● About this task:
Using the data below, determine the number of lines that include the string "rough". Write only that number.

● Stored items:

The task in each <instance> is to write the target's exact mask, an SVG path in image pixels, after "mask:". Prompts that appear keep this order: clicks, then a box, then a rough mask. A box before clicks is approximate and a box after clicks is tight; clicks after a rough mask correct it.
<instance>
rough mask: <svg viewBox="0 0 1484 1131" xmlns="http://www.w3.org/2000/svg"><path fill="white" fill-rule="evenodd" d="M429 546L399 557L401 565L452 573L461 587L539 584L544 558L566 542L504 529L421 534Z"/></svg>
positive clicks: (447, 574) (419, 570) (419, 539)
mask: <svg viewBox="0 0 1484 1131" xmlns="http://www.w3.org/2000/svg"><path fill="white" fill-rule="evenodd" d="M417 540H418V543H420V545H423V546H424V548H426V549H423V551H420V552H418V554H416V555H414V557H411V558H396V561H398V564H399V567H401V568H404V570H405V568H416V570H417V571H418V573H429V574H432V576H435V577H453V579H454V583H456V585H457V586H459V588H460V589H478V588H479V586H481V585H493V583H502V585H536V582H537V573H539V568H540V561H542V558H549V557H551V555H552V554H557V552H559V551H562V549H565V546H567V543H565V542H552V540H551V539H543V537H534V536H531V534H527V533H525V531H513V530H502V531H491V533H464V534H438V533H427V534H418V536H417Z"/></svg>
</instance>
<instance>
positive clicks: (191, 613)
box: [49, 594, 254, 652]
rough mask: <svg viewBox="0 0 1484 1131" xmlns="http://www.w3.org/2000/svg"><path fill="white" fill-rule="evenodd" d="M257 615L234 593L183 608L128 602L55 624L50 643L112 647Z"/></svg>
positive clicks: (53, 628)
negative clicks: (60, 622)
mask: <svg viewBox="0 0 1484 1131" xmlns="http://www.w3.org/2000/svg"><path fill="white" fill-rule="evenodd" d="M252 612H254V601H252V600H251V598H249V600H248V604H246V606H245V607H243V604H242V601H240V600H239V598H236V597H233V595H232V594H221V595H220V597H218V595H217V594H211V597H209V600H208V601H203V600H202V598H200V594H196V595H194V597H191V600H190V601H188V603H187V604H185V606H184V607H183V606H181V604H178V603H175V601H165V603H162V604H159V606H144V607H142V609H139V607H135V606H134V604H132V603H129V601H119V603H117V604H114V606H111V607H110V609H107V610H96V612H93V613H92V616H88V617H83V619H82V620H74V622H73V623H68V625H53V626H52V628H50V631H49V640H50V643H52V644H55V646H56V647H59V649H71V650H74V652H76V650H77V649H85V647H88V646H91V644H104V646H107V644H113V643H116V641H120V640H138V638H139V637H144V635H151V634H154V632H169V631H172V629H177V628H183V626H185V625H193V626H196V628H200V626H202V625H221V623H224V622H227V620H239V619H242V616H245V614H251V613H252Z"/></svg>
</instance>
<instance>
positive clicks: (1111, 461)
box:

● Answer for this exercise:
3